Meanwhile, outbreaks across South America, Africa, and Asia continued, as the highly contagious virus continued to kill three out of every 10 people who caught it, while leaving many survivors disfigured. It took a renewed commitment of resources from wealthy nations to fulfill the promise made in 1959.

Forty-one years later, although we face a different virus, the potential for vast destruction is just as great, and the challenges of funding, personnel and supply are still with us, along with last-mile distribution. Today, while 30% of the U.S. population is fully vaccinated, with numbers rising every day, there is an overwhelming gap between wealthy countries and the rest of the world. It's becoming evident that the impact on the countries getting left behind will eventually boomerang back to affect us all.

Photo by ismail mohamed - SoviLe on Unsplash

The international nonprofit CARE recently released a policy paper that lays out the case for U.S. investment in a worldwide vaccination campaign. Founded 75 years ago, CARE works in over 100 countries and reaches more than 90 million people around the world through multiple humanitarian aid programs. Of note is the organization's worldwide reputation for its unshakeable commitment to the dignity of people; they're known for working hand-in-hand with communities and hold themselves to a high standard of accountability.

"As we enter into our second year of living with COVID-19, it has become painfully clear that the safety of any person depends on the global community's ability to protect every person," says Michelle Nunn, CARE USA's president and CEO. "While wealthy nations have begun inoculating their populations, new devastatingly lethal variants of the virus continue to emerge in countries like India, South Africa and Brazil. If vaccinations don't effectively reach lower-income countries now, the long-term impact of COVID-19 will be catastrophic."

◆ ◆ ◆ ◆ ◆

Work to complete =
a) List every country named in the passage on global COVID-19 vaccination.
b) Output the part of the vaccination passage that starts at the words "Photo by ismail" and ends after "standard of accountability.".

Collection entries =

◆ ◆ ◆ ◆ ◆

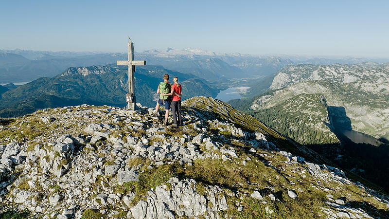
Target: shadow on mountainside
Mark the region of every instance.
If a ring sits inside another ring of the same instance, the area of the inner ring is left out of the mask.
[[[346,205],[350,205],[355,208],[364,209],[368,214],[374,218],[389,218],[389,211],[378,209],[367,201],[346,201]]]

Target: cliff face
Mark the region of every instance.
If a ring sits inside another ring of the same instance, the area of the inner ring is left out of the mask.
[[[0,212],[78,219],[387,215],[389,199],[379,188],[221,101],[186,100],[178,128],[163,126],[153,110],[84,105],[0,121]]]

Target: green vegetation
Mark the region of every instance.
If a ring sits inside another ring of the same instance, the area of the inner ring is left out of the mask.
[[[339,143],[329,123],[325,99],[301,94],[269,108],[247,113],[278,132],[303,145]]]
[[[106,216],[98,212],[97,210],[87,209],[82,214],[81,219],[106,219]]]
[[[106,73],[83,76],[77,68],[70,68],[56,77],[41,77],[6,91],[1,94],[0,117],[19,116],[38,109],[84,103],[121,107],[125,105],[127,92],[125,85],[128,80],[125,68],[112,64],[85,68],[89,72],[103,71]],[[184,99],[198,95],[214,97],[218,90],[193,75],[173,72],[161,66],[137,68],[136,73],[138,76],[135,95],[143,106],[155,106],[153,94],[165,73],[180,78],[184,88]],[[195,80],[191,80],[194,78]]]
[[[19,212],[16,211],[7,211],[0,213],[0,219],[24,219],[31,215],[29,211]]]
[[[156,169],[144,168],[144,172],[139,176],[139,181],[125,182],[122,186],[118,185],[117,191],[125,194],[129,191],[137,194],[144,195],[147,191],[166,182],[173,176],[171,166],[163,165]]]

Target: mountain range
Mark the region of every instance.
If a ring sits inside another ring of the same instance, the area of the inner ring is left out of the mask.
[[[128,92],[127,69],[116,65],[70,68],[53,78],[42,77],[2,93],[0,116],[14,117],[37,109],[87,103],[123,107]],[[155,93],[163,75],[177,76],[183,87],[183,99],[194,96],[216,96],[217,87],[190,74],[161,66],[137,68],[136,100],[144,106],[155,104]]]
[[[263,89],[267,91],[229,103],[340,166],[388,187],[380,173],[389,170],[388,66],[288,66],[267,83]]]
[[[162,125],[153,110],[83,104],[0,120],[0,216],[372,219],[389,212],[379,186],[223,102],[183,101],[179,128]]]

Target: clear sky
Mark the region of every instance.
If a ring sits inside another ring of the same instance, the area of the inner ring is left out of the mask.
[[[0,49],[389,57],[389,0],[0,0]]]

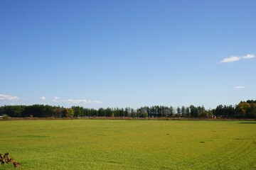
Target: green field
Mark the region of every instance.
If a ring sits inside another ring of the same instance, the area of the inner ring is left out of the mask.
[[[19,169],[256,169],[256,122],[14,120],[0,128],[0,153]]]

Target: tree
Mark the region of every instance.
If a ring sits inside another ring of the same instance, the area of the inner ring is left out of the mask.
[[[195,107],[193,105],[191,105],[189,106],[189,109],[192,118],[198,117],[198,110],[196,107]]]
[[[240,103],[235,108],[237,116],[246,117],[247,110],[250,110],[250,105],[246,102]]]
[[[177,113],[178,114],[181,114],[181,108],[180,107],[177,107]]]
[[[185,106],[181,106],[181,114],[182,114],[182,116],[183,116],[183,117],[185,117],[185,111],[186,111]]]
[[[186,108],[185,112],[186,112],[186,118],[190,118],[190,117],[191,117],[191,113],[190,113],[189,108],[188,108],[188,107],[186,107]]]

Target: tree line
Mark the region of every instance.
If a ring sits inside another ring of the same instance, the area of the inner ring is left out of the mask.
[[[213,109],[203,106],[177,107],[154,106],[137,109],[127,108],[87,108],[81,106],[64,108],[49,105],[4,106],[0,107],[0,115],[14,118],[77,118],[77,117],[131,117],[131,118],[256,118],[256,101],[241,101],[235,106],[219,105]]]

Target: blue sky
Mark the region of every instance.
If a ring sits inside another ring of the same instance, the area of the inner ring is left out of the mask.
[[[213,108],[255,100],[255,6],[0,1],[0,106]]]

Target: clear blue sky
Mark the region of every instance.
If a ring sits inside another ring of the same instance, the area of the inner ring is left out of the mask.
[[[0,1],[0,106],[256,99],[256,1]]]

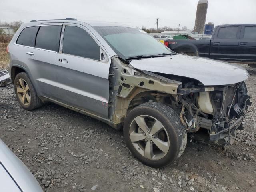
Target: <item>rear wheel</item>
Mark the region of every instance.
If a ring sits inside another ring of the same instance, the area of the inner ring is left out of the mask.
[[[142,163],[154,167],[168,165],[180,156],[187,133],[178,115],[161,103],[148,102],[127,115],[124,134],[129,149]]]
[[[42,105],[42,102],[38,97],[36,90],[26,73],[18,74],[14,83],[16,97],[24,109],[32,110]]]

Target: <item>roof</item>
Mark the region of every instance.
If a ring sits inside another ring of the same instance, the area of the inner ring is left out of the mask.
[[[66,18],[66,19],[49,19],[47,20],[32,20],[30,21],[30,23],[34,23],[35,22],[68,22],[68,23],[79,23],[81,22],[88,24],[92,27],[98,26],[117,26],[117,27],[132,27],[134,28],[134,27],[129,26],[127,25],[124,25],[123,24],[116,23],[114,22],[106,22],[102,21],[83,21],[78,20],[76,19],[73,18]]]
[[[224,25],[219,25],[217,26],[240,26],[240,25],[256,25],[256,24],[225,24]]]
[[[165,31],[163,32],[162,32],[161,33],[168,33],[170,34],[193,34],[193,33],[191,32],[191,31]]]
[[[207,3],[208,4],[208,1],[207,0],[199,0],[198,4],[201,4],[202,3]]]

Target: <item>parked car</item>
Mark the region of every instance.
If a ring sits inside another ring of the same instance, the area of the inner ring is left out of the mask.
[[[165,41],[168,39],[173,39],[173,37],[171,35],[164,35],[161,36],[161,38]]]
[[[256,63],[256,24],[215,27],[211,40],[166,40],[173,51],[230,62]]]
[[[24,109],[51,101],[123,126],[132,152],[153,167],[181,156],[187,132],[204,128],[210,141],[231,141],[250,104],[244,68],[177,54],[122,24],[32,21],[20,27],[7,50]]]
[[[28,169],[0,139],[1,192],[43,192]]]

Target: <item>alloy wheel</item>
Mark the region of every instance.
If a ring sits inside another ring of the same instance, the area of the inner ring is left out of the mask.
[[[30,92],[28,85],[23,79],[19,79],[16,86],[17,93],[20,101],[24,105],[30,102]]]
[[[148,115],[135,118],[130,127],[130,137],[136,150],[151,160],[158,160],[166,154],[170,140],[166,128],[157,119]]]

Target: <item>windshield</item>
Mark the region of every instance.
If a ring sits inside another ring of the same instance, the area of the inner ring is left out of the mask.
[[[104,26],[94,28],[123,59],[138,56],[174,53],[152,36],[138,29]]]

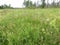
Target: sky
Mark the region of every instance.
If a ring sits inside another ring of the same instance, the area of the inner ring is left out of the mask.
[[[31,0],[31,1],[37,2],[39,0]],[[24,0],[0,0],[0,5],[11,4],[12,7],[22,8],[22,7],[24,7],[23,2],[24,2]],[[47,0],[46,0],[46,2],[47,2]],[[49,3],[51,3],[51,2],[52,2],[52,0],[49,0]]]

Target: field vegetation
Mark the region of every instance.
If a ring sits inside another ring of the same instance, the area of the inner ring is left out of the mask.
[[[0,9],[0,45],[60,45],[60,9]]]

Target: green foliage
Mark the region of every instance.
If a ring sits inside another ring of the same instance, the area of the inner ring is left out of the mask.
[[[58,8],[0,10],[0,45],[60,45],[59,12]]]
[[[0,6],[0,9],[6,9],[6,8],[13,8],[13,7],[11,7],[11,5],[6,4]]]

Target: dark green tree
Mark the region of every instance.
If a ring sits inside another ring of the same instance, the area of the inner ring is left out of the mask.
[[[42,8],[44,8],[45,7],[45,0],[41,0],[42,1]]]

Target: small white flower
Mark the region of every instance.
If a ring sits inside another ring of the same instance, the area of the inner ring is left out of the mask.
[[[46,19],[46,21],[49,21],[49,18],[48,18],[48,19]]]

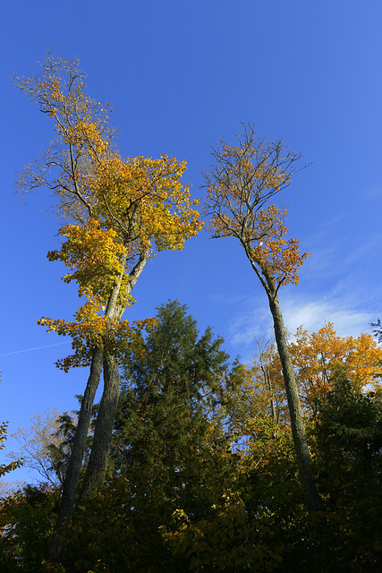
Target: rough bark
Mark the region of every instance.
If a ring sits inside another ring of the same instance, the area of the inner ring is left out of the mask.
[[[130,294],[142,272],[149,257],[149,250],[142,252],[130,273],[125,290]],[[124,308],[115,308],[115,318],[120,320]],[[104,392],[99,405],[94,430],[91,452],[86,468],[81,499],[93,495],[102,484],[109,458],[114,423],[118,406],[120,380],[118,363],[115,356],[106,355],[104,360]]]
[[[53,534],[48,560],[56,562],[62,552],[61,535],[64,522],[71,519],[74,506],[80,472],[82,466],[86,448],[86,440],[90,424],[91,412],[97,389],[101,378],[103,367],[103,345],[99,345],[94,351],[90,364],[90,374],[88,379],[85,392],[81,405],[77,429],[72,446],[71,457],[63,486],[61,505]]]
[[[107,467],[113,429],[118,406],[120,380],[115,356],[104,360],[104,392],[97,416],[91,452],[80,498],[87,498],[101,486]]]
[[[306,439],[305,425],[297,384],[294,378],[293,364],[285,338],[283,315],[280,310],[277,293],[268,295],[269,307],[272,313],[276,342],[283,367],[283,376],[288,399],[289,414],[291,417],[292,435],[294,448],[300,464],[300,475],[305,492],[306,506],[310,513],[321,509],[321,499],[317,491],[316,483],[311,470],[310,455]]]

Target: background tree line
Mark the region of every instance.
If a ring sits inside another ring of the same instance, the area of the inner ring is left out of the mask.
[[[199,336],[177,302],[123,319],[146,262],[203,226],[180,182],[185,164],[122,158],[108,106],[86,95],[78,62],[48,55],[40,75],[15,82],[57,138],[17,186],[54,192],[69,222],[48,258],[85,301],[72,321],[39,323],[72,338],[57,366],[88,367],[89,378],[75,416],[20,434],[44,480],[3,499],[4,570],[375,570],[380,348],[331,324],[288,342],[279,302],[309,255],[273,204],[301,156],[250,124],[236,145],[212,149],[210,232],[239,241],[275,329],[253,364],[230,363],[223,339]]]

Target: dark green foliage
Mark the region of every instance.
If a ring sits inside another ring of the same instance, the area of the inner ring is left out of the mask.
[[[319,406],[315,437],[333,570],[377,571],[382,562],[380,398],[362,394],[338,372]]]
[[[40,573],[58,509],[57,490],[27,485],[0,504],[0,571]]]
[[[264,397],[240,423],[245,369],[229,367],[222,339],[200,335],[177,302],[157,319],[144,351],[126,356],[107,479],[77,508],[62,564],[41,566],[58,498],[41,485],[0,503],[0,571],[378,571],[381,397],[336,372],[309,422],[324,500],[310,516],[289,427],[275,425]],[[60,432],[64,467],[70,416]]]

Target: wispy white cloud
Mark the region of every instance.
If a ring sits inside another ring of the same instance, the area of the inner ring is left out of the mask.
[[[317,332],[332,322],[338,336],[358,337],[370,332],[369,323],[378,318],[372,299],[363,300],[357,294],[344,296],[341,286],[322,296],[281,295],[284,321],[293,336],[300,326]],[[360,304],[360,302],[364,305]],[[242,354],[256,352],[257,339],[273,338],[272,318],[266,300],[248,298],[241,305],[230,326],[230,343]]]
[[[382,184],[370,185],[363,192],[362,196],[366,199],[375,199],[382,196]]]
[[[341,297],[326,296],[321,299],[286,299],[283,304],[285,326],[291,334],[300,326],[310,332],[316,332],[327,322],[333,322],[339,336],[359,336],[369,331],[369,324],[375,320],[375,313],[357,308],[351,301]]]

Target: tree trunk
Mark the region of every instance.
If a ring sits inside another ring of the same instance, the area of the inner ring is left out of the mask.
[[[63,526],[64,525],[64,522],[68,522],[72,517],[77,485],[80,479],[80,472],[85,453],[86,440],[88,438],[89,426],[90,424],[94,398],[102,373],[103,354],[104,346],[103,344],[101,344],[95,349],[91,359],[90,374],[88,379],[85,393],[81,404],[78,424],[73,438],[69,465],[63,486],[60,509],[48,552],[48,560],[53,562],[56,562],[59,560],[62,552],[62,542],[60,536]]]
[[[141,253],[137,264],[132,270],[129,281],[126,285],[126,292],[131,293],[133,286],[137,282],[149,258],[149,249],[147,248]],[[126,254],[121,260],[121,264],[124,267],[126,263]],[[120,320],[123,314],[125,307],[118,306],[118,295],[121,288],[123,274],[107,301],[105,316],[108,319],[108,326],[112,320]],[[90,423],[91,411],[96,396],[96,391],[101,378],[102,368],[106,368],[105,388],[97,416],[96,429],[93,437],[90,458],[92,459],[90,467],[87,469],[83,495],[91,493],[99,486],[105,477],[107,466],[108,455],[110,452],[113,426],[115,418],[116,408],[119,398],[119,374],[116,359],[107,355],[104,357],[104,345],[99,345],[94,351],[91,364],[90,375],[85,389],[85,394],[81,405],[78,426],[74,434],[73,445],[64,482],[61,506],[52,536],[51,544],[48,551],[48,560],[54,563],[57,562],[62,550],[63,543],[60,539],[64,521],[69,522],[74,507],[77,486],[80,479],[80,472],[82,466],[83,455],[86,447],[89,426]],[[106,432],[106,433],[104,433]],[[89,458],[90,463],[90,458]],[[94,476],[91,472],[94,471]]]
[[[317,491],[311,471],[310,456],[306,439],[302,410],[294,378],[293,365],[292,363],[288,345],[286,344],[285,328],[280,311],[277,293],[276,292],[273,295],[268,294],[268,300],[274,321],[276,342],[283,367],[283,376],[291,416],[292,435],[300,464],[300,476],[305,492],[306,506],[308,511],[311,513],[318,511],[321,509],[321,499]]]
[[[82,483],[81,499],[94,494],[105,479],[118,406],[120,381],[115,356],[104,360],[104,392],[97,416],[91,452]]]
[[[129,280],[125,286],[125,291],[128,295],[132,292],[146,265],[149,252],[149,249],[142,252],[137,264],[130,273]],[[115,320],[121,320],[124,308],[115,308]],[[104,360],[104,393],[97,416],[93,443],[82,484],[81,499],[85,499],[94,494],[105,479],[118,406],[119,390],[118,363],[115,356],[106,355]]]

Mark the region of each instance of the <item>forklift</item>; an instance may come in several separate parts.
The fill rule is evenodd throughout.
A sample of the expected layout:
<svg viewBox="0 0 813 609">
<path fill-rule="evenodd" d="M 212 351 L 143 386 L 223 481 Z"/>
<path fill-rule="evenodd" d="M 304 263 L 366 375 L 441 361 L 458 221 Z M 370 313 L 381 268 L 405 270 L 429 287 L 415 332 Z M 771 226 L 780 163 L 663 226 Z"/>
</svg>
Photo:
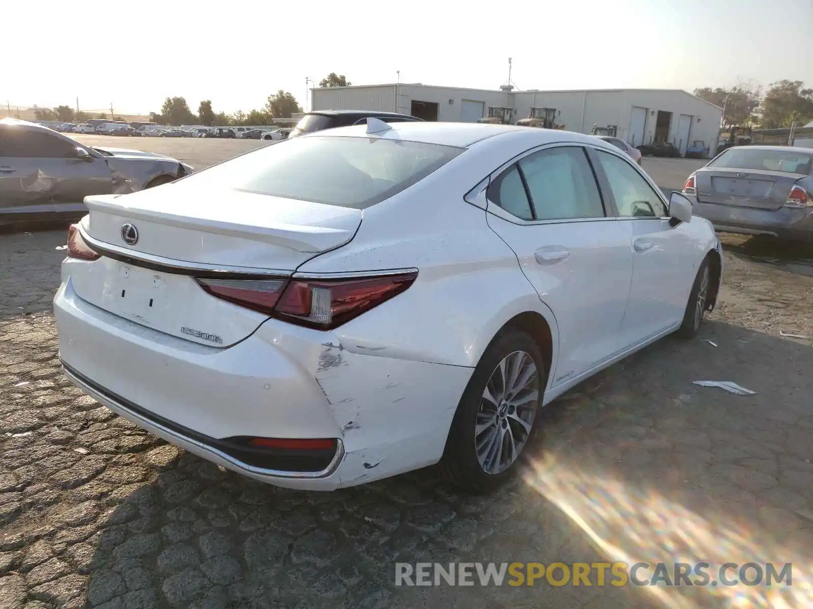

◆ ◆ ◆ ◆ ◆

Solutions to the problems =
a) U.S., India, South Africa, Brazil

b)
Photo by ismail mohamed - SoviLe on Unsplash

The international nonprofit CARE recently released a policy paper that lays out the case for U.S. investment in a worldwide vaccination campaign. Founded 75 years ago, CARE works in over 100 countries and reaches more than 90 million people around the world through multiple humanitarian aid programs. Of note is the organization's worldwide reputation for its unshakeable commitment to the dignity of people; they're known for working hand-in-hand with communities and hold themselves to a high standard of accountability.